====== SUPPLIED PASSAGE
Sidequest - Kayaking to Colombia - Part 2

Part 1 contains information relevant to other people interested in making a similar crossing.

Children of the Guna Yala tribe.

20 August 2023 Day 282


At 9:30 AM I entered Panama City by bicycle.


While waiting for the Discover Center (an outdoor department store) to open, I stopped at a Chinese grocery store.



The store was expensive and very well stocked. 


I treated myself to Kimchi.


At the Discovery Center, I bought a paddle, PFD, and cycling gloves. I couldn't find lightweight sunpants, but I got XXL cycling arm sleeves instead. Even better.


In the evening, I met my Warm Showers host, Mercedes. 


Mercedes is from Panama, but she has lived in the US. 


She is perfectly fluent in English and Spanish, and says that when she speaks I'm Spanish, she thinks differently than when she speaks in English, and vice versa. Her worldview is different depending on which language she uses. Mercedes told me about honeybees and I slept with air conditioning for two nights. Thank you Mercedes. 


I bought 53,719 calories worth of dense carbs, fat, protein, and fiber. It weighed 15.5 kg and cost 95 USD.


Then I noticed my rim was cracked. I'll try and forget about it until I'm in Colombia. 


22 August 2023 Day 284


In the morning I rode to Panama Overland Embassy, where I would be able to store the boat and camp for a night.


The FB Marketplace seller dropped off the boat. He included a canoe paddle, which I took to serve as a spare. The boat was undamaged, so I bought it for 350 USD. 


My bicycle and kayak at Panama Overland Embassy camping area.
============
**WORK REQUEST**
Copy out the entire travel log about preparing to kayak to Colombia, word for word. The material that comes next is from an unrelated source.
====== RECORDED DATA
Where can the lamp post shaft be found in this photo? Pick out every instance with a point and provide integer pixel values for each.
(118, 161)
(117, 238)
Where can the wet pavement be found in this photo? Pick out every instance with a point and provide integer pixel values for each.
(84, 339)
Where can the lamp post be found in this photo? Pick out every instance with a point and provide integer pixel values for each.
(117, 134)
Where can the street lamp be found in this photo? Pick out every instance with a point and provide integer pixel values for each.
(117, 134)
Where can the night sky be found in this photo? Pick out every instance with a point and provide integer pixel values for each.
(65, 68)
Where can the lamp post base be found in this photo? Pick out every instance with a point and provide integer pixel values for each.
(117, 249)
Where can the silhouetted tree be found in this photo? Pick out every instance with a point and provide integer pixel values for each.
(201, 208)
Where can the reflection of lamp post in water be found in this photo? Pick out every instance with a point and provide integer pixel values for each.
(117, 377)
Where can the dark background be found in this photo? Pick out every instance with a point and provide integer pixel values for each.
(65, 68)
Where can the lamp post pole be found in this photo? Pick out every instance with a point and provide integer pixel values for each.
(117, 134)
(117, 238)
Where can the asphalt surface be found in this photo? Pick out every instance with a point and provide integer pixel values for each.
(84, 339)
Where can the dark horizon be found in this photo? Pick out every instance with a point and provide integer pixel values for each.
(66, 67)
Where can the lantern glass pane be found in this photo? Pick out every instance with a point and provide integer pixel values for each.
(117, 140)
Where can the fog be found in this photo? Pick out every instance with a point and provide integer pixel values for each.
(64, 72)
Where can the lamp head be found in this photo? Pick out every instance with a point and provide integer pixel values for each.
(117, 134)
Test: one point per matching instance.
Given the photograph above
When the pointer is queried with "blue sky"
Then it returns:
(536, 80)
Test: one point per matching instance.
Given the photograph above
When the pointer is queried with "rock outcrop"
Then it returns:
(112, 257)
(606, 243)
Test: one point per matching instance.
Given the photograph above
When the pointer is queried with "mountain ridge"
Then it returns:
============
**YOUR SOLUTION**
Sidequest - Kayaking to Colombia - Part 2

Part 1 contains information relevant to other people interested in making a similar crossing.

Children of the Guna Yala tribe.

20 August 2023 Day 282


At 9:30 AM I entered Panama City by bicycle.


While waiting for the Discover Center (an outdoor department store) to open, I stopped at a Chinese grocery store.



The store was expensive and very well stocked. 


I treated myself to Kimchi.


At the Discovery Center, I bought a paddle, PFD, and cycling gloves. I couldn't find lightweight sunpants, but I got XXL cycling arm sleeves instead. Even better.


In the evening, I met my Warm Showers host, Mercedes. 


Mercedes is from Panama, but she has lived in the US. 


She is perfectly fluent in English and Spanish, and says that when she speaks I'm Spanish, she thinks differently than when she speaks in English, and vice versa. Her worldview is different depending on which language she uses. Mercedes told me about honeybees and I slept with air conditioning for two nights. Thank you Mercedes. 


I bought 53,719 calories worth of dense carbs, fat, protein, and fiber. It weighed 15.5 kg and cost 95 USD.


Then I noticed my rim was cracked. I'll try and forget about it until I'm in Colombia. 


22 August 2023 Day 284


In the morning I rode to Panama Overland Embassy, where I would be able to store the boat and camp for a night.


The FB Marketplace seller dropped off the boat. He included a canoe paddle, which I took to serve as a spare. The boat was undamaged, so I bought it for 350 USD. 


My bicycle and kayak at Panama Overland Embassy camping area.